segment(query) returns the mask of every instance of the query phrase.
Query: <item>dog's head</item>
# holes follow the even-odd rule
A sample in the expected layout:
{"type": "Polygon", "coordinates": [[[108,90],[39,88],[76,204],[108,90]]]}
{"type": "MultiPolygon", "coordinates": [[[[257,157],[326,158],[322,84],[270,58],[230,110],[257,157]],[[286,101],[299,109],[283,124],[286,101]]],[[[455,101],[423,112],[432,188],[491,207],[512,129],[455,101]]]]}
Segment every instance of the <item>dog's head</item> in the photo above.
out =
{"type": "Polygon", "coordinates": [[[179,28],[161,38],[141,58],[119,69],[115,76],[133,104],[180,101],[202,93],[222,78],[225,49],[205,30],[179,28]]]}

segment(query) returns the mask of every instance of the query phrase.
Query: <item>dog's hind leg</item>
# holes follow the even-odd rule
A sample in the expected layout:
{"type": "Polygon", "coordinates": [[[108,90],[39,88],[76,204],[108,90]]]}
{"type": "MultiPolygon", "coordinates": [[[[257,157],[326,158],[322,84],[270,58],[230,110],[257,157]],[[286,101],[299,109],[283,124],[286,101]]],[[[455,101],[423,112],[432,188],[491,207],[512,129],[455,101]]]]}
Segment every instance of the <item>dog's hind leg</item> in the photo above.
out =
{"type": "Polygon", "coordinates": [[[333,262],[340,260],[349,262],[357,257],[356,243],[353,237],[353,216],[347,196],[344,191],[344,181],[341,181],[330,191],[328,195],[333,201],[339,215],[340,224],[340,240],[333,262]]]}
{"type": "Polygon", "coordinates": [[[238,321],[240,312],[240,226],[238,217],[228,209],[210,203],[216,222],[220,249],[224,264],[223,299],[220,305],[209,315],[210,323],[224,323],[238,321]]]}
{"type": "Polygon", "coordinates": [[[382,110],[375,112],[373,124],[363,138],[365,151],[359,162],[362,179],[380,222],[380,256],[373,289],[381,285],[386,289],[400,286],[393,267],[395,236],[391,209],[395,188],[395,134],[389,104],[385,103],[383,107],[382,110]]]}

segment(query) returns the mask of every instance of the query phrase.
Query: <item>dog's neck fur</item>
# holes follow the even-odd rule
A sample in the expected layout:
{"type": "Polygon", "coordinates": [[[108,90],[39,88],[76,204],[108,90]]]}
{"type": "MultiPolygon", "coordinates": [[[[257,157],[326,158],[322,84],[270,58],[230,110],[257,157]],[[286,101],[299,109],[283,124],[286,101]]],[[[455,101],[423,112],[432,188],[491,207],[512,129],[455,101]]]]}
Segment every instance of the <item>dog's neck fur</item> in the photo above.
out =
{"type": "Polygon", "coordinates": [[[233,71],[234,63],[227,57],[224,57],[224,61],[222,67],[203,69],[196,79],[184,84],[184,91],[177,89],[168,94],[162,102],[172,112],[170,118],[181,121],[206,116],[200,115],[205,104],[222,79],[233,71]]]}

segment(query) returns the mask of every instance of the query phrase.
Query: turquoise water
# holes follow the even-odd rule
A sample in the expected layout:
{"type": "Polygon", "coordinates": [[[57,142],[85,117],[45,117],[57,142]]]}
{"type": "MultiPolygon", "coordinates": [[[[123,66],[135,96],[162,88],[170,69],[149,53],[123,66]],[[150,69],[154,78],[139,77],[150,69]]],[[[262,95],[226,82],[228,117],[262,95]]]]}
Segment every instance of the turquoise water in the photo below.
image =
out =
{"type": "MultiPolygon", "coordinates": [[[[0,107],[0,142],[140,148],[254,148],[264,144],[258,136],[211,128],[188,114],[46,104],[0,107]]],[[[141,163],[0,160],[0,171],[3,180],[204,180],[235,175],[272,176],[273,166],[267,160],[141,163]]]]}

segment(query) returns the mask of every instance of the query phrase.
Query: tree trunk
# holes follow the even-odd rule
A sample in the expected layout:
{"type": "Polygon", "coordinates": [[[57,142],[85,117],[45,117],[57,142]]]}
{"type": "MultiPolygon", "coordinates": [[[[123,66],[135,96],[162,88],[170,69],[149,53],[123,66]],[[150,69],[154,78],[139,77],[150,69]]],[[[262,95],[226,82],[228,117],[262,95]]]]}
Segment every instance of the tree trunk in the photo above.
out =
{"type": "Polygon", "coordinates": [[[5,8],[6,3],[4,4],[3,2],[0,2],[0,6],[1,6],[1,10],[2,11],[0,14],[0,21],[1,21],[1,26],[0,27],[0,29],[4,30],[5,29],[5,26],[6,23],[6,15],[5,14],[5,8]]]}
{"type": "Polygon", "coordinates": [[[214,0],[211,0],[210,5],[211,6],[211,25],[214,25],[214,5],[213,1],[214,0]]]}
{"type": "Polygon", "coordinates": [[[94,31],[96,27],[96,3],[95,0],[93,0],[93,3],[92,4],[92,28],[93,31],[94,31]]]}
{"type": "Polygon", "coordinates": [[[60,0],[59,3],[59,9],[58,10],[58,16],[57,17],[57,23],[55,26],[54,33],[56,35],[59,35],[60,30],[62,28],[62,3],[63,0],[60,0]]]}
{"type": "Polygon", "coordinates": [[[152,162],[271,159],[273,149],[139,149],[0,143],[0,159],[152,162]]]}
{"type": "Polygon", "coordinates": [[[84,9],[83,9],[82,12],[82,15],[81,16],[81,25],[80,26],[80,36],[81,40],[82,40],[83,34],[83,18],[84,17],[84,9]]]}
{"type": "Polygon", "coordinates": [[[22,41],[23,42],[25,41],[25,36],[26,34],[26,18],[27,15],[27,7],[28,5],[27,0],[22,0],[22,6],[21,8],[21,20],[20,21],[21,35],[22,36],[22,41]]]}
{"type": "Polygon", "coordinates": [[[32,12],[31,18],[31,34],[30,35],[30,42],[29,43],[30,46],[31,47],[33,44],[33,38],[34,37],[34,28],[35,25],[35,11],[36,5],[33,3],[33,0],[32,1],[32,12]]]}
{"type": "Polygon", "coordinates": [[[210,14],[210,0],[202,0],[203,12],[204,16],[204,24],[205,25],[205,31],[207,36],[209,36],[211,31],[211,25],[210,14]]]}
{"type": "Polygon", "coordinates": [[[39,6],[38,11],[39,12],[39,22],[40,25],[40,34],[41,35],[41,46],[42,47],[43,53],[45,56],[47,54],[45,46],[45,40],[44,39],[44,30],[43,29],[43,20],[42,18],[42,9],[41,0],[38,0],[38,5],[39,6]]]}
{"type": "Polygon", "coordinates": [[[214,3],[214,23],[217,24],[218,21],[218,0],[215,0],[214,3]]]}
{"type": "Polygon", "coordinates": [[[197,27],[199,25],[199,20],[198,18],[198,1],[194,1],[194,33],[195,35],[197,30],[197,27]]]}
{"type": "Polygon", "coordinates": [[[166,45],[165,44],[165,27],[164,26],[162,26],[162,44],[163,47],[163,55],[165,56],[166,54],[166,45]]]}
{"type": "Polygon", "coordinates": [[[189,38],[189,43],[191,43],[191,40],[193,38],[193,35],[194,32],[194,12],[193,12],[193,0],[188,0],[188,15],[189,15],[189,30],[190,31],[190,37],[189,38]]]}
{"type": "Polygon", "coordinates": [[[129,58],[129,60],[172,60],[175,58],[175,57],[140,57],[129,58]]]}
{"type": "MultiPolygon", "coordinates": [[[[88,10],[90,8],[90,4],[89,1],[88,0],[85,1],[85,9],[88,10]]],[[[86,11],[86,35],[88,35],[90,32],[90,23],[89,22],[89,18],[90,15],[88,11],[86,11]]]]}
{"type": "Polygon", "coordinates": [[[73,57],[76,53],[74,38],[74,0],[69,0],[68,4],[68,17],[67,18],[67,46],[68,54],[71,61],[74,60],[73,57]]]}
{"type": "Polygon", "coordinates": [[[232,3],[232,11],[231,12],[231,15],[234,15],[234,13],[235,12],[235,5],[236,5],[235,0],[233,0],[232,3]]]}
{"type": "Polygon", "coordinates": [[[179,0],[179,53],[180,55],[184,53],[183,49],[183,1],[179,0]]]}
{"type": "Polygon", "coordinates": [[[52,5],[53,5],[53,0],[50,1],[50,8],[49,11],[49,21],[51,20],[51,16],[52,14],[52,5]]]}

**Short exercise**.
Pick out every line in the records above that contains the word "photo" and copy each such line in full.

**Finished task**.
Segment every instance of the <item>dog's head</item> in the photo above.
Segment every instance of the <item>dog's hind leg</item> in the photo above.
Segment every instance of the <item>dog's neck fur</item> in the photo above.
Segment every instance of the turquoise water in the photo below.
Segment every instance of the tree trunk in the photo above.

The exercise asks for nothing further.